• _Source_:
%%

I think Banks is one of the five fastest guards in the NBA. If he had the skills to match his athleticism, he'd be amazing. Thus far he's still below average, but he did contribute to Hinrich getting in foul trouble tonight.


----------



## ChiBron (Jun 24, 2002)

3 second violation with 3 mins. left in the game


----------



## Wynn (Jun 3, 2002)

Are the refs just blowing these whistles out of boredom?


----------



## HKF (Dec 10, 2002)

Damn, Ben Gordon's going to have to win the game for the Bulls. This is pretty incredible.

Edit: Ben for 3. LOL. :laugh:


----------



## airety (Oct 29, 2002)

I'm not watching it, but this game has to be near impossible to watch. The nonstop fouls must create an awfully boring atmosphere


----------



## Wynn (Jun 3, 2002)

Crap call on Nocioni....


----------



## ChiBron (Jun 24, 2002)

Jesus, another BS call off the ball. They can tie the game now with a couple of FTs.

And Mr. Duhon, wanna know y u didn't make the rookie team? That last brick u just thew up. Improve ur FG%!


----------



## Future (Jul 24, 2002)

Skiles needs to take out Duhon and put in a big guard like Pike or Griff and let Gordon run the point. 

Davis is posting up Ben everytime down the floor and it keeps leading to Celtic buckets.


----------



## Darius Miles Davis (Aug 2, 2002)

> Originally posted by <b>Hong Kong Fooey</b>!
> Damn, Ben Gordon's going to have to win the game for the Bulls. This is pretty incredible.
> 
> Edit: Ben for 3. LOL. :laugh:


Yeah, I hope he can avoid his 6th, because we're going to need him inside of a minute for sure!


----------



## Sir Patchwork (Jan 12, 2005)

God, Nocioni fouled out now. That may have been the worst thing that could have happened to Paul Pierce, because Luol Deng does a much better job on him than Nocioni.


----------



## Wynn (Jun 3, 2002)

> Originally posted by <b>Future</b>!
> 
> Davis is posting up Ben everytime down the floor and it keeps leading to Celtic buckets.

%%

• _Dataset excerpts_:
%%

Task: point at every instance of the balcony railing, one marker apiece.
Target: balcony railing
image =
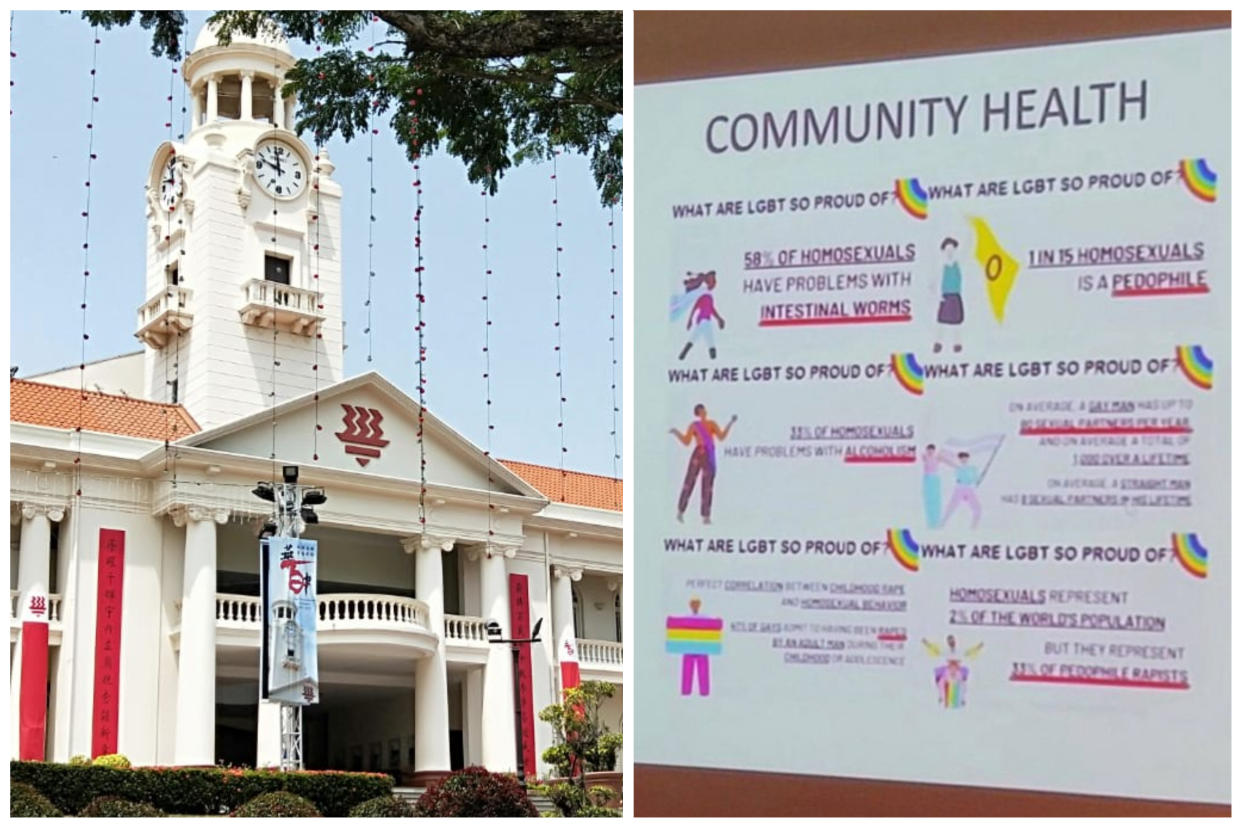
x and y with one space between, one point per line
337 611
465 630
164 315
54 608
600 653
287 308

%%

• _Your instructions_:
From the basketball game thread, copy the passage between "And Mr. Duhon, wanna" and "run the point.", inclusive, without changing a word.

• _Completed task_:
And Mr. Duhon, wanna know y u didn't make the rookie team? That last brick u just thew up. Improve ur FG%!


----------



## Future (Jul 24, 2002)

Skiles needs to take out Duhon and put in a big guard like Pike or Griff and let Gordon run the point.